Output only the span of lines that begins at the line containing "Objective — for every instance of the rear window, mark" and ends at the last line of the data, both included, exactly as they appear.

*Data entries*
════════════════════

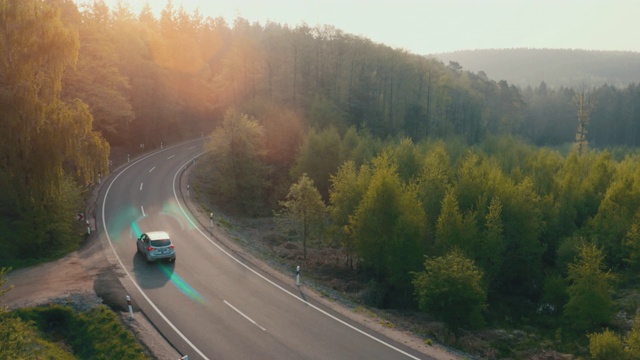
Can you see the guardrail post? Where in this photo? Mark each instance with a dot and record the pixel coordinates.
(130, 308)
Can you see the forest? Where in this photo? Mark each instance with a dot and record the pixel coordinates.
(439, 185)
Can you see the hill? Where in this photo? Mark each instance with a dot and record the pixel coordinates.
(556, 67)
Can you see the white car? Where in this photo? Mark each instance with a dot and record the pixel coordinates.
(156, 245)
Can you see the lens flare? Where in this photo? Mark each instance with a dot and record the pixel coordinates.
(180, 284)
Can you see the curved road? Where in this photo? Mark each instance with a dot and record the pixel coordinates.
(209, 304)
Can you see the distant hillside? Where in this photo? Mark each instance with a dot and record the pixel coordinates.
(568, 68)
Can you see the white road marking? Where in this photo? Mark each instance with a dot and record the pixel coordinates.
(113, 249)
(244, 316)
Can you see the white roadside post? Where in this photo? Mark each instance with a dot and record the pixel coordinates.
(130, 308)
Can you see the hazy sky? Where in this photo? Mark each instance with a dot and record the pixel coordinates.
(433, 26)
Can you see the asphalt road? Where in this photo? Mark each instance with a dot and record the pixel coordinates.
(210, 304)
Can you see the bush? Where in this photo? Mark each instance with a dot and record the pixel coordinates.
(606, 346)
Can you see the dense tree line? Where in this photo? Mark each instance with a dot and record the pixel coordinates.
(49, 149)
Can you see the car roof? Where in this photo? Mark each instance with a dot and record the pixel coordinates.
(157, 235)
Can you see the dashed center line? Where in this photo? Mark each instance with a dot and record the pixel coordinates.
(244, 316)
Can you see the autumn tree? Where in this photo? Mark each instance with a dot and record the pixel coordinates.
(50, 145)
(585, 107)
(348, 186)
(304, 207)
(236, 153)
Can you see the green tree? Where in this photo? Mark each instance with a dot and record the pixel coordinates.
(632, 242)
(96, 79)
(632, 340)
(489, 253)
(449, 229)
(433, 182)
(606, 346)
(348, 186)
(320, 168)
(590, 291)
(389, 227)
(304, 207)
(451, 288)
(237, 154)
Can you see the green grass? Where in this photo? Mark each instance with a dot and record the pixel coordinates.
(95, 334)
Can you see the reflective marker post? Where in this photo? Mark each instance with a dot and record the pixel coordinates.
(130, 308)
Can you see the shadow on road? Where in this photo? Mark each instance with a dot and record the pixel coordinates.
(151, 275)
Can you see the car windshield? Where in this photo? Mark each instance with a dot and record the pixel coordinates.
(161, 242)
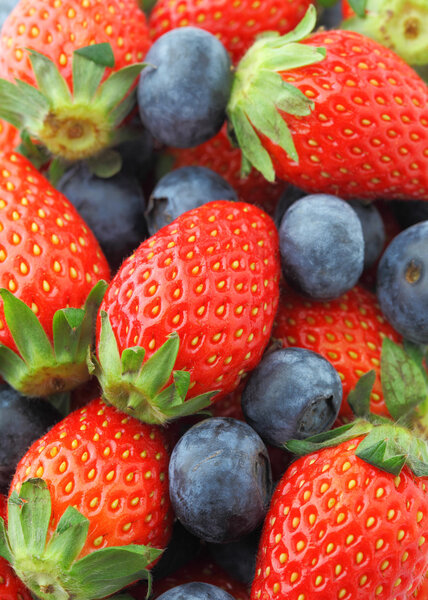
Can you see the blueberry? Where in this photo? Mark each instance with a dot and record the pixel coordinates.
(184, 90)
(322, 246)
(182, 548)
(182, 190)
(113, 208)
(22, 422)
(196, 591)
(373, 231)
(402, 283)
(410, 212)
(292, 394)
(220, 479)
(238, 558)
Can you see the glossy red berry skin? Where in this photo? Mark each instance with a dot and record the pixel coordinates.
(236, 24)
(11, 588)
(211, 276)
(347, 331)
(56, 29)
(367, 134)
(341, 528)
(112, 468)
(48, 256)
(219, 155)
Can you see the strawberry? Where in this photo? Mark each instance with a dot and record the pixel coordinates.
(202, 570)
(350, 521)
(219, 155)
(347, 331)
(334, 113)
(11, 588)
(211, 278)
(236, 24)
(49, 260)
(79, 125)
(114, 471)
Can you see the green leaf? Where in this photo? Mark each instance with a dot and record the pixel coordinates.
(157, 370)
(12, 367)
(359, 7)
(334, 437)
(15, 533)
(113, 90)
(68, 539)
(99, 54)
(108, 351)
(132, 360)
(66, 333)
(28, 334)
(51, 83)
(359, 397)
(250, 144)
(5, 550)
(403, 384)
(35, 515)
(109, 570)
(105, 165)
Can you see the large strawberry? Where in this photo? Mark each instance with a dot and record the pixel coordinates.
(93, 523)
(335, 113)
(236, 24)
(11, 588)
(222, 157)
(211, 278)
(49, 260)
(347, 331)
(72, 116)
(350, 521)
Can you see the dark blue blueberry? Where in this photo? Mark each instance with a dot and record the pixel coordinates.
(410, 212)
(183, 93)
(184, 189)
(292, 394)
(402, 283)
(220, 480)
(195, 591)
(238, 558)
(373, 231)
(322, 246)
(22, 422)
(113, 208)
(182, 548)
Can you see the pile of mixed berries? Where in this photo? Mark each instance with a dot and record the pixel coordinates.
(213, 300)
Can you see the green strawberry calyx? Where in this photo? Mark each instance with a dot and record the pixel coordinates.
(51, 568)
(140, 388)
(75, 125)
(388, 444)
(40, 367)
(260, 97)
(401, 25)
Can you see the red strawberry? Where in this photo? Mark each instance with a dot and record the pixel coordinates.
(236, 24)
(57, 29)
(11, 588)
(42, 41)
(211, 276)
(219, 155)
(348, 520)
(351, 119)
(341, 528)
(50, 260)
(202, 570)
(114, 471)
(347, 331)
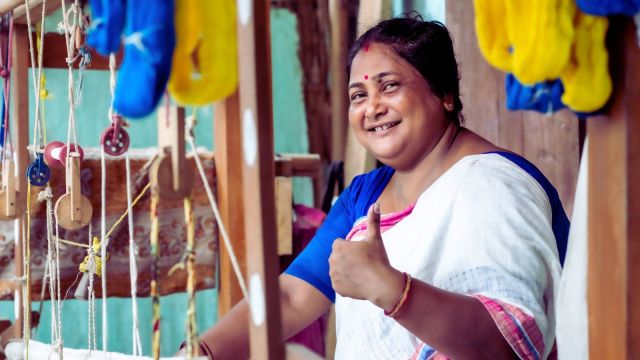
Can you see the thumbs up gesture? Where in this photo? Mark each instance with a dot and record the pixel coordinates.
(361, 269)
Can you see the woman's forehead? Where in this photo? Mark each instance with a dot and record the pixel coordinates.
(375, 59)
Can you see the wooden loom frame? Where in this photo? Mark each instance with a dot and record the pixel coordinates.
(614, 201)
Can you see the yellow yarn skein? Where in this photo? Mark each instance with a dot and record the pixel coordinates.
(207, 30)
(586, 79)
(491, 30)
(542, 33)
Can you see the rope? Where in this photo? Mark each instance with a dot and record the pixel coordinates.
(26, 288)
(37, 81)
(191, 276)
(155, 274)
(133, 267)
(103, 247)
(7, 91)
(214, 207)
(91, 269)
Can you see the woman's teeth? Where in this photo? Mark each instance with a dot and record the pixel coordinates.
(385, 127)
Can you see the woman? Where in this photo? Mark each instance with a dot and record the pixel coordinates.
(463, 263)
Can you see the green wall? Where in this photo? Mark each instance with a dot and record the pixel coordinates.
(290, 136)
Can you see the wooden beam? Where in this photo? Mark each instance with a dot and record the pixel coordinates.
(228, 152)
(35, 10)
(614, 206)
(9, 5)
(55, 54)
(254, 59)
(20, 132)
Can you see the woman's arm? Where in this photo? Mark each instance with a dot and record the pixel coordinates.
(301, 304)
(456, 325)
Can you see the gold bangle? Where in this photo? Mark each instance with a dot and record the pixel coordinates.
(403, 298)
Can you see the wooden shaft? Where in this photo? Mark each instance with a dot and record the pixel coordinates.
(229, 178)
(258, 169)
(20, 130)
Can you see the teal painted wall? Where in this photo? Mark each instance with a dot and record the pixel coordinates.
(290, 135)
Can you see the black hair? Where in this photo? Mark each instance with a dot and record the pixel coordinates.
(427, 46)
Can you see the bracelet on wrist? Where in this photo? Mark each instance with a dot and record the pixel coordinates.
(204, 348)
(403, 298)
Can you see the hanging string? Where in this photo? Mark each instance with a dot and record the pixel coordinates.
(214, 207)
(103, 246)
(92, 268)
(191, 275)
(70, 43)
(38, 129)
(155, 276)
(6, 72)
(133, 267)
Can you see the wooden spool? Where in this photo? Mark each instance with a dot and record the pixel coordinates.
(73, 210)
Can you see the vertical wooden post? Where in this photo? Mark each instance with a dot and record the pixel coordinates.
(339, 16)
(20, 131)
(614, 206)
(228, 155)
(254, 56)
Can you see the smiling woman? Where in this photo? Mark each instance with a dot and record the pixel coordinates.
(453, 248)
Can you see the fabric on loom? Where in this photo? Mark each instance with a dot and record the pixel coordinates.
(38, 350)
(586, 79)
(149, 44)
(544, 97)
(172, 243)
(107, 23)
(207, 28)
(609, 7)
(483, 202)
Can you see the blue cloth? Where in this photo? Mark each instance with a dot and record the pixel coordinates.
(106, 25)
(609, 7)
(148, 53)
(544, 97)
(312, 264)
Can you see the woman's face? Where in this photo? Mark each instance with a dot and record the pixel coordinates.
(392, 111)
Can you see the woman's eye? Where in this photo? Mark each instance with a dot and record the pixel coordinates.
(389, 86)
(357, 97)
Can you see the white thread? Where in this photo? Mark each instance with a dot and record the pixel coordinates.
(91, 267)
(37, 81)
(103, 248)
(133, 267)
(214, 207)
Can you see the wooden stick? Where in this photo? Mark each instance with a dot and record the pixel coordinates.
(260, 227)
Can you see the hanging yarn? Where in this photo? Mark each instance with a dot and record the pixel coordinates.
(155, 275)
(208, 30)
(133, 268)
(214, 207)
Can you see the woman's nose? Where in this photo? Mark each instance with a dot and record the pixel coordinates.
(375, 108)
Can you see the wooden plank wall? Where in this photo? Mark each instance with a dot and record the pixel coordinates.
(614, 206)
(552, 143)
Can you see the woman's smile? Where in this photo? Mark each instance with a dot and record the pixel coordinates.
(384, 128)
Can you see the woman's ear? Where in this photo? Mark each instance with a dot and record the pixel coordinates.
(448, 102)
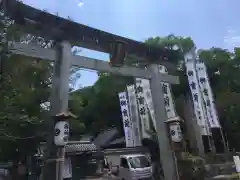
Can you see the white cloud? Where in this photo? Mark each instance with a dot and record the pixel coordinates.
(79, 3)
(232, 39)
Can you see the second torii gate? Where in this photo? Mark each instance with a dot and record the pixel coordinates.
(63, 59)
(63, 63)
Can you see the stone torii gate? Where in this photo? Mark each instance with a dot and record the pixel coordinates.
(68, 34)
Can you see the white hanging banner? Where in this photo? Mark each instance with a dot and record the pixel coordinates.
(168, 99)
(67, 171)
(196, 96)
(144, 83)
(143, 110)
(133, 108)
(207, 95)
(127, 125)
(175, 132)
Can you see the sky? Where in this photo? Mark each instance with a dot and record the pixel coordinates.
(208, 22)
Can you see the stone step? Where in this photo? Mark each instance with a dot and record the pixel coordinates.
(213, 170)
(234, 176)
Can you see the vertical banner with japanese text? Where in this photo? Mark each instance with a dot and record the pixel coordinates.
(143, 109)
(207, 95)
(168, 99)
(134, 115)
(196, 95)
(127, 125)
(145, 86)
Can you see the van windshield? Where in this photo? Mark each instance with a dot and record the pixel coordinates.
(139, 162)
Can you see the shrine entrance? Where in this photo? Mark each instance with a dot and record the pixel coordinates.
(66, 34)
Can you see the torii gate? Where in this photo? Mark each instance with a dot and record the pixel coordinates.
(70, 33)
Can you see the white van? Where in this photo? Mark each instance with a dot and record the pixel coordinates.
(135, 167)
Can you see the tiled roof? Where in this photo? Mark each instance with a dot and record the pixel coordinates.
(105, 137)
(80, 147)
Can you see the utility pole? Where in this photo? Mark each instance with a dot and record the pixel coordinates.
(166, 154)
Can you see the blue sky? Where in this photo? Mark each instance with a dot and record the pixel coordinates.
(208, 22)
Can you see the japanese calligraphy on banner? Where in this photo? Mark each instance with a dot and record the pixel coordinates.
(175, 132)
(67, 171)
(168, 99)
(127, 124)
(207, 95)
(143, 110)
(196, 96)
(145, 86)
(133, 108)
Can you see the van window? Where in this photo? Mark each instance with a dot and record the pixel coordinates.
(124, 163)
(139, 162)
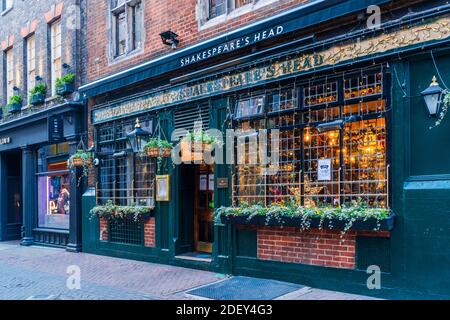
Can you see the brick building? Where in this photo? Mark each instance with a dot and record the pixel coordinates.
(338, 94)
(41, 121)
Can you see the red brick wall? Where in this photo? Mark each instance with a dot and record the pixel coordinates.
(315, 247)
(149, 233)
(160, 15)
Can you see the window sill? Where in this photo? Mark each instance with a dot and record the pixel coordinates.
(235, 13)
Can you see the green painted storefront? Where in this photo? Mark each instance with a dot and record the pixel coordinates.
(417, 254)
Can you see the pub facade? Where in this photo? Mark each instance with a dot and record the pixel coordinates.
(357, 175)
(42, 120)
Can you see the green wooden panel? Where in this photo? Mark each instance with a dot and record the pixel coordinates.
(373, 251)
(430, 149)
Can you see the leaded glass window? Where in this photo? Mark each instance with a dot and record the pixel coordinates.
(332, 142)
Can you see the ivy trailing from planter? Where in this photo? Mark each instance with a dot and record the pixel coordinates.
(110, 211)
(80, 159)
(157, 147)
(37, 94)
(306, 217)
(15, 104)
(444, 110)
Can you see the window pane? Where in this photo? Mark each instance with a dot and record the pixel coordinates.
(217, 8)
(54, 199)
(249, 107)
(55, 53)
(136, 26)
(9, 74)
(321, 148)
(31, 62)
(240, 3)
(121, 33)
(364, 154)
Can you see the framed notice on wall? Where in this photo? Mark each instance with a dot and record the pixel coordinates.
(324, 170)
(162, 188)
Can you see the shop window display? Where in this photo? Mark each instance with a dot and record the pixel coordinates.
(54, 197)
(332, 144)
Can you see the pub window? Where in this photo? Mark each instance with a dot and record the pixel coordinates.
(123, 177)
(9, 57)
(220, 7)
(338, 125)
(127, 25)
(53, 188)
(31, 62)
(250, 107)
(55, 47)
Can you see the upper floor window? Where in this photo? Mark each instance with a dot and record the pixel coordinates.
(9, 55)
(31, 62)
(55, 36)
(220, 7)
(6, 5)
(126, 26)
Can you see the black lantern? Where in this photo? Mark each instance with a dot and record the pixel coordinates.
(432, 96)
(170, 38)
(138, 137)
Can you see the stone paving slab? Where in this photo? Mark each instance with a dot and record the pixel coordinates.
(41, 273)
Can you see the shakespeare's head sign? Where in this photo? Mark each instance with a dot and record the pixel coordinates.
(437, 30)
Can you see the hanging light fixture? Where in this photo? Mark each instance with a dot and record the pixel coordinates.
(138, 138)
(432, 96)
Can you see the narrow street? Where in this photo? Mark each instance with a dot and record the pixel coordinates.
(38, 273)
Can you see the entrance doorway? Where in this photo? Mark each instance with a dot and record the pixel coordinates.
(204, 208)
(13, 189)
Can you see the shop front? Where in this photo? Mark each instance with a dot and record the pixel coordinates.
(39, 191)
(298, 166)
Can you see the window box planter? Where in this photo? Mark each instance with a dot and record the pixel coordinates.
(14, 107)
(369, 224)
(110, 211)
(37, 99)
(65, 88)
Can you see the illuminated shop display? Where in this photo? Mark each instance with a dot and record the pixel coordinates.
(332, 144)
(54, 197)
(124, 177)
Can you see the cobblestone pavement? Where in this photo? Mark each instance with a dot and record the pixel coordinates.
(41, 273)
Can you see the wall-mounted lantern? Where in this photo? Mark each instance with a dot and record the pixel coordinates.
(138, 138)
(170, 38)
(432, 96)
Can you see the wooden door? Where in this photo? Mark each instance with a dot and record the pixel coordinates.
(204, 208)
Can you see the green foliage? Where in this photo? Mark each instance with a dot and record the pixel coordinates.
(40, 88)
(65, 79)
(443, 111)
(201, 136)
(111, 211)
(15, 99)
(85, 157)
(349, 213)
(158, 143)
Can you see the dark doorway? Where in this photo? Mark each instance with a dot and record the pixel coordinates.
(204, 208)
(196, 205)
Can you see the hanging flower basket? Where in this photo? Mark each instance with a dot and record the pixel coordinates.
(78, 162)
(153, 152)
(156, 148)
(166, 152)
(194, 144)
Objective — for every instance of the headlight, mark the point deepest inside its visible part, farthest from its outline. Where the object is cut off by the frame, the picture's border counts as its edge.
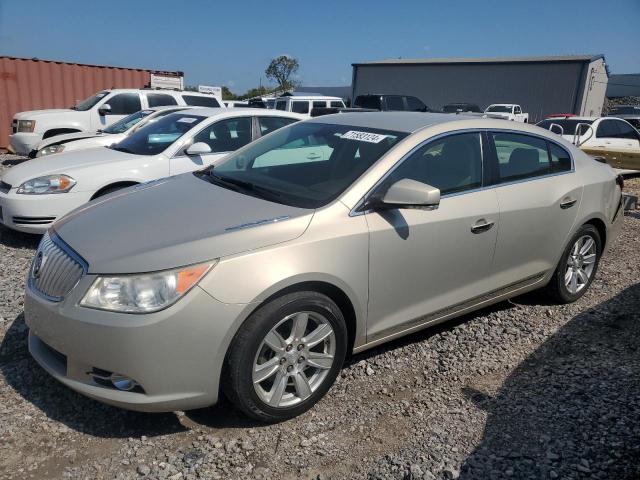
(47, 184)
(26, 125)
(144, 293)
(51, 149)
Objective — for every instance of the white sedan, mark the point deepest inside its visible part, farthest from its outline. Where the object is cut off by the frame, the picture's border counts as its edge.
(37, 192)
(102, 138)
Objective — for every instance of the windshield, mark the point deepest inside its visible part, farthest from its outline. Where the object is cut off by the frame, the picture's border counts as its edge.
(307, 164)
(625, 111)
(90, 102)
(568, 125)
(126, 123)
(499, 108)
(158, 135)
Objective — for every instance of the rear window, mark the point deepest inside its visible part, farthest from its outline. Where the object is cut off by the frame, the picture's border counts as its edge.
(198, 101)
(367, 101)
(568, 125)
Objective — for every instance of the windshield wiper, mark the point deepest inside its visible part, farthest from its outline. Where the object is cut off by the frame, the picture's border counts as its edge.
(120, 149)
(243, 184)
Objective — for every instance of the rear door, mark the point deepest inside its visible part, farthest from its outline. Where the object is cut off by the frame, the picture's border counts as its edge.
(539, 196)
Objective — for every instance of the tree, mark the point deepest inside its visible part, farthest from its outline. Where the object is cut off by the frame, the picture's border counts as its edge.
(280, 69)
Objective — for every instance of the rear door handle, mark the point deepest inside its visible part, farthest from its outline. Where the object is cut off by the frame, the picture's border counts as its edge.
(568, 202)
(481, 226)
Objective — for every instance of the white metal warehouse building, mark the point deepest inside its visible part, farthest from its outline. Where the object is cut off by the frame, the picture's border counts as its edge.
(541, 85)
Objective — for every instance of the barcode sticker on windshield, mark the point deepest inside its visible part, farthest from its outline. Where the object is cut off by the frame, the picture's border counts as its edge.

════════════════════

*THE RESPONSE*
Objective — for every instance of the rear window, mark the point deepest inside its visible part, farthest from its outline. Where the object is cut off by the frame, the picture's border counts as its edge.
(198, 101)
(367, 101)
(568, 125)
Objective — for every instance of the windshield wiper, mark the point deepest inside its visible part, farthest from its outline. Where the object is cut off by the frame, the picture's border counts as its edge.
(120, 149)
(243, 184)
Objective — for every instance of the rear door, mark the point deepest inside its visible part, farthest from its outline. Where the object is cut off by the frame, the picture's border counts as its edge.
(539, 196)
Objective — for every instance of the tree, mark the point deepest inside its visible part, farthest from its outline. Where the object is cut off by the frame, the picture's border counts as its edge.
(280, 69)
Objective — for every instance of the rear door handle, mark the point deepest inside its visible part, farthest from its outline. Where the object is cut off by the frame, the picture's border counts as its edge.
(568, 202)
(481, 226)
Objective — for every instance of the white metal warehouse building, mark the point deepest inside its visible part, farthest from its outline. Where the object is cut off by the frame, the picture's border counts as its edge.
(541, 85)
Objective — for every instance of the barcode sticker on windshield, mark the point deepest inside its visible part, farthest from its outline. Where the object is cut off by the frame, the picture's border counts as its edge.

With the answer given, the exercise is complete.